(Dataset entries)
============================================================

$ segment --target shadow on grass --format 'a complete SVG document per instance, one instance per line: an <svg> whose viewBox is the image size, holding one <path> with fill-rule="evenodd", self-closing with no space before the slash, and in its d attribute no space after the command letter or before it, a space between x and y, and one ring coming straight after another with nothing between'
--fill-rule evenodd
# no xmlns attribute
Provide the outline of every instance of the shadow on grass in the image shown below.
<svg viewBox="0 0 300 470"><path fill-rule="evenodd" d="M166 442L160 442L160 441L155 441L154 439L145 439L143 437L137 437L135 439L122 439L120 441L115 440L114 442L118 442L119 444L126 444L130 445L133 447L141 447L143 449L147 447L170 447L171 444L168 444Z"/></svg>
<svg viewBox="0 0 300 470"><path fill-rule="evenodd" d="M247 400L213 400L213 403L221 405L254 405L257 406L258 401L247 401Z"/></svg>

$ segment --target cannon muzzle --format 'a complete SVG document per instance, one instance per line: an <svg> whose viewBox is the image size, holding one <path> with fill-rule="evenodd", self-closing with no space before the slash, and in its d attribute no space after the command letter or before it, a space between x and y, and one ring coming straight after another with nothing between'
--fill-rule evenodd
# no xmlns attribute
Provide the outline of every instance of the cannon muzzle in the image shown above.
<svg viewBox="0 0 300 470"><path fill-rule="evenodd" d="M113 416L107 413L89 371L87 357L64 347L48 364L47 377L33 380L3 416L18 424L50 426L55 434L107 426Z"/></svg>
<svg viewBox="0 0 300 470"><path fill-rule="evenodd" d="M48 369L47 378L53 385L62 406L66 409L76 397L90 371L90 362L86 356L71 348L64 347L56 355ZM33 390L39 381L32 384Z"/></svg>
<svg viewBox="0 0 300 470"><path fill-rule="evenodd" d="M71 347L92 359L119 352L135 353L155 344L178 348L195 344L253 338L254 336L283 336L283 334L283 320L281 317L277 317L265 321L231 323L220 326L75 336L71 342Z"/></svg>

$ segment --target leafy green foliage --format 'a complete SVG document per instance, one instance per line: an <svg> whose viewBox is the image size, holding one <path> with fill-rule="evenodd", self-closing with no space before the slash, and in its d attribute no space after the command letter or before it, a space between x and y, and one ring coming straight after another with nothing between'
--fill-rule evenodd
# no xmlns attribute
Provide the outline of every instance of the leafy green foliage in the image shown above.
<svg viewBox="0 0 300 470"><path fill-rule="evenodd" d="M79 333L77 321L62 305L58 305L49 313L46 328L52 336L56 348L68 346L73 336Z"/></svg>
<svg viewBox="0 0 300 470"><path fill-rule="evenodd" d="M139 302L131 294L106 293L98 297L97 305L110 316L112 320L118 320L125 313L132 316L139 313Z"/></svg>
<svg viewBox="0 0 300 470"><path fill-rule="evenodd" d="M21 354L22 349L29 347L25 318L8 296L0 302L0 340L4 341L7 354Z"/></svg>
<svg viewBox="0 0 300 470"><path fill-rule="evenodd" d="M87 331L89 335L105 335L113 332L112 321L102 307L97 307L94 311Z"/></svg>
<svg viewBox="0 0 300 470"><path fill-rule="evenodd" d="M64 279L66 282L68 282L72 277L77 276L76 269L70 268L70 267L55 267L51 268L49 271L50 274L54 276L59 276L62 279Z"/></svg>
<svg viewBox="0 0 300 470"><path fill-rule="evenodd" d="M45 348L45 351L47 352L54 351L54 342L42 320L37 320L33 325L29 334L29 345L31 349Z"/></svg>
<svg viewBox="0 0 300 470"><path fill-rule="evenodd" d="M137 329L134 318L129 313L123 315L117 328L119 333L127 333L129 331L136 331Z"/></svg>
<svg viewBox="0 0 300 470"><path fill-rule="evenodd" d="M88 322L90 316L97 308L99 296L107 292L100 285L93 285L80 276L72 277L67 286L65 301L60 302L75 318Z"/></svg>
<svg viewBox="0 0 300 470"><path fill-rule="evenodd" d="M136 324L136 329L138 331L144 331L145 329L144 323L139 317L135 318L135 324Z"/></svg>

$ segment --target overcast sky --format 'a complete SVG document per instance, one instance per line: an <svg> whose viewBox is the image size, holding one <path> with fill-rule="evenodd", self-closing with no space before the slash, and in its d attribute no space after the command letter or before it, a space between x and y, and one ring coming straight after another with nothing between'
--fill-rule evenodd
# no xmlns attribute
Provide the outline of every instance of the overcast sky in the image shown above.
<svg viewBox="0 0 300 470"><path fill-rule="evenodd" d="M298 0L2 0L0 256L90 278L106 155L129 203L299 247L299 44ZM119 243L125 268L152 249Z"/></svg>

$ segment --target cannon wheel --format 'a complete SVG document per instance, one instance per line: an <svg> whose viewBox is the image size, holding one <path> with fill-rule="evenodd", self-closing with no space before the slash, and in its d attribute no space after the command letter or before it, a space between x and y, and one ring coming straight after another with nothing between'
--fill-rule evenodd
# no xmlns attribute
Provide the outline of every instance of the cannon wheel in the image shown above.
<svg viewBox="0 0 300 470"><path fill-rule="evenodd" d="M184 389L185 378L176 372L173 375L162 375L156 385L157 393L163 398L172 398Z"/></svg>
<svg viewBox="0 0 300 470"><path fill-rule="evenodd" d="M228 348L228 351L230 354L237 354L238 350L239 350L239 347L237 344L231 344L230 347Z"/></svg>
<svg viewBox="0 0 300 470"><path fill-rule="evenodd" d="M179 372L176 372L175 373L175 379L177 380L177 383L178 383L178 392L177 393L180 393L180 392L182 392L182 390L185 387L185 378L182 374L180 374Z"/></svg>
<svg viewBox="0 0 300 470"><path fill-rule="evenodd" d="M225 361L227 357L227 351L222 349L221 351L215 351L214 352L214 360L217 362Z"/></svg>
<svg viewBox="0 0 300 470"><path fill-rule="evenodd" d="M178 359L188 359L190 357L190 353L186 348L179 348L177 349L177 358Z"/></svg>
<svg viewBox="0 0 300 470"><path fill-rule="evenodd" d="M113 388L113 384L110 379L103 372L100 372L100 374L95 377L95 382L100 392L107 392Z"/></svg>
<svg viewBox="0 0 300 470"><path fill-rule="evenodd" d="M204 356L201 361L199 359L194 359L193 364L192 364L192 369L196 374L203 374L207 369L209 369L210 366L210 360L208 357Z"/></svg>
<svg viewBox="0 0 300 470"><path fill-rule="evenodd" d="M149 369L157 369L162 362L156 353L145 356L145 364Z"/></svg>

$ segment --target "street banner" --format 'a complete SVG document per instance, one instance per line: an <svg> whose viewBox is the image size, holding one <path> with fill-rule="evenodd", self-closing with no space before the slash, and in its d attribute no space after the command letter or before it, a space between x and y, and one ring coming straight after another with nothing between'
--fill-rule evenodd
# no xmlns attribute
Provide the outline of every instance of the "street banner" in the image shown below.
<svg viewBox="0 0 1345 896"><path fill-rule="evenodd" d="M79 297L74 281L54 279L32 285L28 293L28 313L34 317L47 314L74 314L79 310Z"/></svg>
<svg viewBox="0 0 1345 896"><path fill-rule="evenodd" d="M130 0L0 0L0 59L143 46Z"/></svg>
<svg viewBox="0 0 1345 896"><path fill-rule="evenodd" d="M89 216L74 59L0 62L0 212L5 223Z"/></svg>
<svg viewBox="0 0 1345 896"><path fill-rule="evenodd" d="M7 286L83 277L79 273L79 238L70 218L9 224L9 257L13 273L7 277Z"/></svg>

============================================================

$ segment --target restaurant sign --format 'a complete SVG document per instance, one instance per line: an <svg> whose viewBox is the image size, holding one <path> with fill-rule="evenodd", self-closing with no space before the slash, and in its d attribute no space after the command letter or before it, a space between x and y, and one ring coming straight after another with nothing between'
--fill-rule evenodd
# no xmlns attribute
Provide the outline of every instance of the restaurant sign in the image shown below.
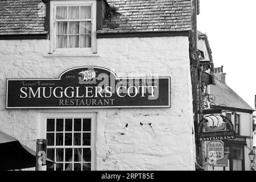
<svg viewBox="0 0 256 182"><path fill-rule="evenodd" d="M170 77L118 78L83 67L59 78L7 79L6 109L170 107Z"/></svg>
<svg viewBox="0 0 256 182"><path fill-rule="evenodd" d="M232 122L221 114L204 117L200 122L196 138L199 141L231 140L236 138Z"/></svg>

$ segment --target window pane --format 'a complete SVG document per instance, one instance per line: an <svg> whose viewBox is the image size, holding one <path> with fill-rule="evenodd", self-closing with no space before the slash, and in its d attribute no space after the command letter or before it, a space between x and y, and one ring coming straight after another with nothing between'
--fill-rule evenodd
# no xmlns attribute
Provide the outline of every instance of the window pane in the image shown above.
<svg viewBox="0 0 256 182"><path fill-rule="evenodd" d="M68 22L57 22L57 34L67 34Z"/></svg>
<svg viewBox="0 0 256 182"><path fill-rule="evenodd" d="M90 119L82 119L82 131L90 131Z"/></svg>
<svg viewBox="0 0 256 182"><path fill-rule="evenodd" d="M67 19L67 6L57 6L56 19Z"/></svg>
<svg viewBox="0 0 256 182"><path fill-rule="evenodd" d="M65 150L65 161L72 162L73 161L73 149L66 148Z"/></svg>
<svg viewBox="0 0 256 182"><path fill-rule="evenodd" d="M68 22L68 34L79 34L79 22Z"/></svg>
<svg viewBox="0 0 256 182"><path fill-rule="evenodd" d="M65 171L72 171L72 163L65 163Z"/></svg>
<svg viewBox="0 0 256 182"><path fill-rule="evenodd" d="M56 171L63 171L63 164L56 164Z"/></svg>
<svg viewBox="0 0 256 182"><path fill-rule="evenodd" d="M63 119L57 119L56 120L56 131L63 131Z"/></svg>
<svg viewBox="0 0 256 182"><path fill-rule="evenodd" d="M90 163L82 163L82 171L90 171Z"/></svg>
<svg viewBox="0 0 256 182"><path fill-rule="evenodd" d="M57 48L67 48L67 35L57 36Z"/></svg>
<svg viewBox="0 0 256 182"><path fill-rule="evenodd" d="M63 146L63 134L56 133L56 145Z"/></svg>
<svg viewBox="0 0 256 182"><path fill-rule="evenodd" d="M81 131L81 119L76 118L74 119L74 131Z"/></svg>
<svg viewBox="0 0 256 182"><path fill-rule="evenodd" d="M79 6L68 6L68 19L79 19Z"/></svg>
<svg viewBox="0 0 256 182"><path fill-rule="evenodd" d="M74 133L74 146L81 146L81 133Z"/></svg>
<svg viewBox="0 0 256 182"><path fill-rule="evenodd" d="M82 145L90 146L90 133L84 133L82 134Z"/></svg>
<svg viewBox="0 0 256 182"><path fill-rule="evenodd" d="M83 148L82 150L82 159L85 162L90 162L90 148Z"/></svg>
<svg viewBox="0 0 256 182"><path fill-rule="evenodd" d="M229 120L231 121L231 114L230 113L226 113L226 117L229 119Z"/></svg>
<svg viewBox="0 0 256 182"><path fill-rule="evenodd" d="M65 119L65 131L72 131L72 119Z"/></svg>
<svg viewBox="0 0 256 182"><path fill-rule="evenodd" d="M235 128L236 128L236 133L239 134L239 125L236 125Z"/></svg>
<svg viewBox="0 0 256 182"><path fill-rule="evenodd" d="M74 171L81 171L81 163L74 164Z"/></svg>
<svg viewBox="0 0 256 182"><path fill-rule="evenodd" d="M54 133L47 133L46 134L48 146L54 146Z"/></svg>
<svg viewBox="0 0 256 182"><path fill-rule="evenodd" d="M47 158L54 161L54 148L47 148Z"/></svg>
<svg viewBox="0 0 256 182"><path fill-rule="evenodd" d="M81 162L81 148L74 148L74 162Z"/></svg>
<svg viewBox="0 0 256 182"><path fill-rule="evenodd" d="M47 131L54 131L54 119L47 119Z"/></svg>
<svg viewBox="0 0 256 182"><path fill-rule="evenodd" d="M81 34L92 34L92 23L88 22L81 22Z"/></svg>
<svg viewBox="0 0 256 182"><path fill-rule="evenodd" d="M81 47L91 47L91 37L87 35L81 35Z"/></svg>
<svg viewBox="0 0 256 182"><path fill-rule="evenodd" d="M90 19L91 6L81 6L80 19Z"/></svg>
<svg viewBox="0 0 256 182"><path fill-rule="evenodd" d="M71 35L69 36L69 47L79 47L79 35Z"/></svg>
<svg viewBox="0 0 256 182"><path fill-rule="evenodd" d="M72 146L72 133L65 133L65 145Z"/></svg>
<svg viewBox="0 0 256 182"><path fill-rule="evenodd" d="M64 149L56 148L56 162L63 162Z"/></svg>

============================================================

**TASK DETAILS**
Starting at the line that contains "segment --target window" and stopping after the line that contains "22L68 34L79 34L79", swap "outline" for "contour" in the listing. Return only those lines, with everything else unchanged.

**ANSWER TO THE EXERCISE**
$ segment --target window pane --format 'a complete SVG document per instance, one instance per line: an <svg> whose viewBox is the image size, holding one <path> with fill-rule="evenodd", self-closing with no space before the slash, and in its d attribute no space after the command letter or before it, a space between x and y, and one ring coming straight after another with nothing between'
--fill-rule evenodd
# no xmlns attribute
Provide the contour of every instance of the window pane in the image shown above.
<svg viewBox="0 0 256 182"><path fill-rule="evenodd" d="M68 22L57 22L57 34L67 34Z"/></svg>
<svg viewBox="0 0 256 182"><path fill-rule="evenodd" d="M90 119L82 119L82 131L90 131Z"/></svg>
<svg viewBox="0 0 256 182"><path fill-rule="evenodd" d="M67 19L67 6L57 6L56 19Z"/></svg>
<svg viewBox="0 0 256 182"><path fill-rule="evenodd" d="M65 150L65 161L72 162L73 161L73 149L66 148Z"/></svg>
<svg viewBox="0 0 256 182"><path fill-rule="evenodd" d="M68 22L68 34L79 34L79 22Z"/></svg>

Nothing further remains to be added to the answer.